- [Task details]:
The records that follow should be retyped word for word.

* start Dataset content *

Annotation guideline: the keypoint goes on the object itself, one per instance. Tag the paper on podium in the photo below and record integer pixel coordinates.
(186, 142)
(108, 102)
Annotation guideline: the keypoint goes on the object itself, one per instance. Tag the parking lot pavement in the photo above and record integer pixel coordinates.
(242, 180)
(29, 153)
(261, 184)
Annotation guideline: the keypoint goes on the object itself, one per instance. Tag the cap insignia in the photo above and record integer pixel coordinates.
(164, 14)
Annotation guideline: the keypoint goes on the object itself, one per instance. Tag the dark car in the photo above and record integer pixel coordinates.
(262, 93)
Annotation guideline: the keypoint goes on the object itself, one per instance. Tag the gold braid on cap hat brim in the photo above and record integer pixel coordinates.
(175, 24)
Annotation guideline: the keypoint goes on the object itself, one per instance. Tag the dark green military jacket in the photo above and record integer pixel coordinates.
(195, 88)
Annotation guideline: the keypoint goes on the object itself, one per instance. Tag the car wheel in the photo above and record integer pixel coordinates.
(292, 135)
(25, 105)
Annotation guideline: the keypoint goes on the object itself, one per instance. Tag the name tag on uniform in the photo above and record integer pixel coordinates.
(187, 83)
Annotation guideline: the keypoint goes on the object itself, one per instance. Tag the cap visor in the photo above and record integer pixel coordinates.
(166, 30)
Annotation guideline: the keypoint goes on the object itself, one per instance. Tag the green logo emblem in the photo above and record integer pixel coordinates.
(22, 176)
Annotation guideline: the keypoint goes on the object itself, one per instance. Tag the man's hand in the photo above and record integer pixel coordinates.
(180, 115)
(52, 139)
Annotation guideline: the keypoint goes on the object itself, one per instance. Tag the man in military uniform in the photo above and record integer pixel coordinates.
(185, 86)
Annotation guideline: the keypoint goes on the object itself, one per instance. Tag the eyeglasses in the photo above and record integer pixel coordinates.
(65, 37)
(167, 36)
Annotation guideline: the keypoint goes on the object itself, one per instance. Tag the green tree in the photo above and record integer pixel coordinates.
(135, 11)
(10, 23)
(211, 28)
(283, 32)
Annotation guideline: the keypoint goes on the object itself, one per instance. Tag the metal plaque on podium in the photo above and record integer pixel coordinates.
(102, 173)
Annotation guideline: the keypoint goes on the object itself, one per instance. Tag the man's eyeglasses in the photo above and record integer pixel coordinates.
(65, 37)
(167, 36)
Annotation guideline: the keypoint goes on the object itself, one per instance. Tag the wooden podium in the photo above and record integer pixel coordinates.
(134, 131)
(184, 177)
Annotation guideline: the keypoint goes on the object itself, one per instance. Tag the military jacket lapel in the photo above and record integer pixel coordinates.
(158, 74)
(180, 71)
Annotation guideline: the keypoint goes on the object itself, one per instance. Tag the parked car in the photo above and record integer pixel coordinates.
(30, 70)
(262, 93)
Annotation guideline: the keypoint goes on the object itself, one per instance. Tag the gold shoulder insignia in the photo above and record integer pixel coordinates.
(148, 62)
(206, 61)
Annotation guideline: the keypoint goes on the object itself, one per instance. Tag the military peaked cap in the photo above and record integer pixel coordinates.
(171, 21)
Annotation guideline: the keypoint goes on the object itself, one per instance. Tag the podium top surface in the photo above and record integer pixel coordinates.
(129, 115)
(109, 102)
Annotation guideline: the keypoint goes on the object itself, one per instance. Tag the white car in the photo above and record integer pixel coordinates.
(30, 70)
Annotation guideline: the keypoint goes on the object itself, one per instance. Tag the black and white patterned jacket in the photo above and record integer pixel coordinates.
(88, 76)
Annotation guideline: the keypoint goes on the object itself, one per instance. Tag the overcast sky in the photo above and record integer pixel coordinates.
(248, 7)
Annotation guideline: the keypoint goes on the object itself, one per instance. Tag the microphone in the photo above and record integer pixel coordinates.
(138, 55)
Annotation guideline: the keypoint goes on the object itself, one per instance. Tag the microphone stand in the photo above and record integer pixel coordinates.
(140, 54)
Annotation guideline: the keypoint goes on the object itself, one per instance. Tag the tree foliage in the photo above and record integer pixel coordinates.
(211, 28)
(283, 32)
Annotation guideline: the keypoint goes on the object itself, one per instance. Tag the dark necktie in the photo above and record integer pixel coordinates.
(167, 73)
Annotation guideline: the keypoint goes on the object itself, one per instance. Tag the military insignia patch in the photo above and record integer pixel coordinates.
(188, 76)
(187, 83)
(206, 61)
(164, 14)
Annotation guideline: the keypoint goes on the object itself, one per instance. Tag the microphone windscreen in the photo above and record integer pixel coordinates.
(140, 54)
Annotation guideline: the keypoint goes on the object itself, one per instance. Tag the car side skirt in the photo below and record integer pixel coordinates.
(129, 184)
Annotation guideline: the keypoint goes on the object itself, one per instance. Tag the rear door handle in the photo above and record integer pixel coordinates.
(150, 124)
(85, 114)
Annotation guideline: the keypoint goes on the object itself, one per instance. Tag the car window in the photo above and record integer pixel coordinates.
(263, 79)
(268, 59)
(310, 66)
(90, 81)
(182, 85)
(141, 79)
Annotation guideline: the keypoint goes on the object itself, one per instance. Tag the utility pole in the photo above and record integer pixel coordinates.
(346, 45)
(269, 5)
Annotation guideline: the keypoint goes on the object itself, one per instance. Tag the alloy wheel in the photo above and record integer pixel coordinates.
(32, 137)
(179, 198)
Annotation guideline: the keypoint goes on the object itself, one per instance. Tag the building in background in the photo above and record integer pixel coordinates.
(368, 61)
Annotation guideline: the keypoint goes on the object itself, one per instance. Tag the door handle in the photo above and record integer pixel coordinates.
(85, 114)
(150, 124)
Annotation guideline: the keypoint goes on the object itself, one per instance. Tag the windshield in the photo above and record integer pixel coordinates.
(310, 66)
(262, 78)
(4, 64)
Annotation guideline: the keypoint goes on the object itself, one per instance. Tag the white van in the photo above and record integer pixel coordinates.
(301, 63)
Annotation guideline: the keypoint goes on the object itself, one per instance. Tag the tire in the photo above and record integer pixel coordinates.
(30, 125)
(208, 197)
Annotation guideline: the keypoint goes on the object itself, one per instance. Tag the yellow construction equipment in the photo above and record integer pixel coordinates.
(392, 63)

* end Dataset content *

- [Result below]:
Annotation guideline: the keypoint goes on the object itself, one per instance. Tag the paper on podium in the photo below and record integer pixel coordinates.
(186, 142)
(108, 102)
Annotation guideline: the keypoint goes on the object itself, one per instance. Tag the parking lot pavement in the photo above and record integer pixel coordinates.
(242, 180)
(29, 153)
(261, 184)
Annotation guideline: the keypoint goes on the object itself, one per instance. Tag the cap insignia in the photo above and record integer pixel coordinates.
(164, 14)
Annotation guideline: the keypoint goes on the object itself, one per instance. Tag the dark car in the photo above and record integer pixel coordinates.
(262, 93)
Annotation guideline: the keypoint goes on the object itself, one per instance. Tag the gold braid on cap hat brim in the photo above and record integer pixel coordinates.
(175, 24)
Annotation guideline: the keypoint goes on the object itself, one per instance. Tag the dark green military jacket in the photo above and record integer pixel coordinates.
(195, 88)
Annotation guideline: the keypoint goes on the object itself, one per instance. Tag the car wheel in the photo above and record integer pixel coordinates.
(292, 135)
(25, 105)
Annotation guideline: the keypoint goes on the object itself, one per instance. Tag the name tag on uniform in the photo above and record integer pixel coordinates.
(187, 83)
Annotation guideline: the keypoint goes on the object itself, one per instance. Tag the cap visor in the photo above and record integer pixel coordinates.
(166, 30)
Annotation guideline: the keypoint goes on the object itself, one per instance. Tag the green logo emblem in the photo above and record integer pixel coordinates.
(22, 176)
Annotation guideline: the keypoint goes on the object itself, one per instance. Tag the man's hand in the photo above and record integer pixel coordinates.
(180, 115)
(52, 139)
Annotation guideline: the keypoint goes on the object itself, one per instance. Tag the man in military uniform in the photo above and record integer pixel coordinates.
(185, 86)
Annotation guideline: the keypoint goes on the object itself, one per instance. Tag the eyeglasses in the photo above and record integer pixel coordinates.
(65, 37)
(167, 36)
Annotation guideline: the keypoint goes on the object itself, one per instance. Tag the green tree in the photo above and record integer pixel coordinates.
(135, 11)
(10, 23)
(211, 28)
(283, 32)
Annotation guideline: the keypoint goes on the object itself, one per instance. Tag the metal plaque on podium in the photo above and record integer pixel coordinates.
(102, 173)
Annotation guideline: the keypoint goes on the object itself, one per instance. Tag the man's eyeglasses in the photo above and record integer pixel coordinates.
(65, 37)
(167, 36)
Annotation guideline: the keypoint goes on the object itself, one per instance. Tag the wooden podium in the photo above and record integer pixel coordinates.
(134, 131)
(184, 177)
Annotation guideline: the keypoint goes on the object itself, one per instance. Tag the military jacket lapel in the photo above and record integer pixel coordinates.
(158, 74)
(180, 71)
Annotation guideline: the keypoint goes on the object itself, one per instance. Tag the parked car in the photo above and record integer pixel coordinates.
(30, 70)
(262, 93)
Annotation guideline: the keypoint goes on the object itself, one per instance. Tag the gold shoulder insignia in the photo above and record integer pixel coordinates.
(148, 62)
(206, 61)
Annotation guideline: the keypoint goes on the object itself, one per instance. Tag the military peaked cap in the photo above and record integer pixel coordinates.
(171, 21)
Annotation guideline: the keypoint goes on the object itself, one per instance. Tag the podium top surface in the photo above and record integer pixel coordinates.
(129, 115)
(109, 102)
Annotation guideline: the keypoint goes on the object itself, one per instance. Tag the white car in the photo above and record integer pixel coordinates.
(30, 70)
Annotation guideline: the keypoint goes on the object itself, one per instance. Tag the black and white patterned jacket in the photo above and record integer pixel coordinates.
(88, 76)
Annotation guideline: the keypoint goes on the object itself, one per instance. Tag the overcast sky in the photo above and record integer pixel coordinates.
(248, 7)
Annotation guideline: the keypoint goes on the object itself, one per instance. Tag the microphone in the photo above and record integer pixel coordinates.
(138, 55)
Annotation guideline: the keypoint goes on the object itself, one per instance. Tag the microphone stand in the photo above and record integer pixel coordinates.
(140, 54)
Annotation guideline: the keypoint goes on the object itself, one per instance. Tag the tree foliage in the photo above and record integer pixel coordinates.
(211, 28)
(283, 32)
Annotation guideline: the keypoint goes on the object itself, one per instance. Tag the dark necktie in the photo above and record integer pixel coordinates.
(167, 73)
Annotation guideline: the keypoint goes on the object itself, one per instance. Tag the military insignia patch in the photo above and record integer pixel coordinates.
(188, 76)
(187, 83)
(206, 61)
(164, 14)
Annotation guideline: the keypoint goes on the object itself, one per instance. Tag the microphone windscreen in the photo above and record integer pixel coordinates.
(140, 54)
Annotation guideline: the keypoint goes on the object itself, one per instance. Tag the car side skirt in the photo below and record integer pixel coordinates.
(129, 184)
Annotation guideline: the keypoint goes on the object itself, one per instance. Tag the rear door handle in the photo above and record integer pixel coordinates.
(150, 124)
(85, 114)
Annotation guideline: the keypoint goes on the object itself, one per instance. Tag the car window in the photo above and record integer pixel coordinates.
(263, 79)
(268, 59)
(310, 66)
(90, 81)
(182, 85)
(141, 79)
Annotation guideline: the keypoint goes on the object itself, one per instance. Tag the utility pole in the photo above and record integer pixel coordinates.
(346, 45)
(269, 5)
Annotation guideline: the keypoint goes on the object itself, one per instance. Tag the alloy wheel in the photo above and record integer pixel coordinates.
(32, 137)
(179, 198)
Annotation guideline: the keypoint goes on the object itself, one per instance. Tag the building in background in the photo above and record integer pixel coordinates.
(368, 61)
Annotation guideline: the keypoint goes on the object itself, one per instance. Tag the door handle in the photo above and record integer pixel coordinates.
(85, 114)
(150, 124)
Annotation guideline: the keypoint goes on the object itself, one per instance. Tag the windshield in the photo above and record integer pixel coordinates.
(310, 66)
(262, 78)
(4, 64)
Annotation guideline: the keypoint goes on the object itself, one per instance. Tag the white van in the photo above and record integer pixel coordinates.
(301, 63)
Annotation guideline: the keypoint goes on the object itself, one per instance. Tag the tire in the photo above and record integer pixel coordinates.
(30, 125)
(208, 197)
Annotation guideline: the keypoint goes on the object itself, one per instance. Tag the yellow construction equipment in the photo above and record integer pixel coordinates.
(392, 63)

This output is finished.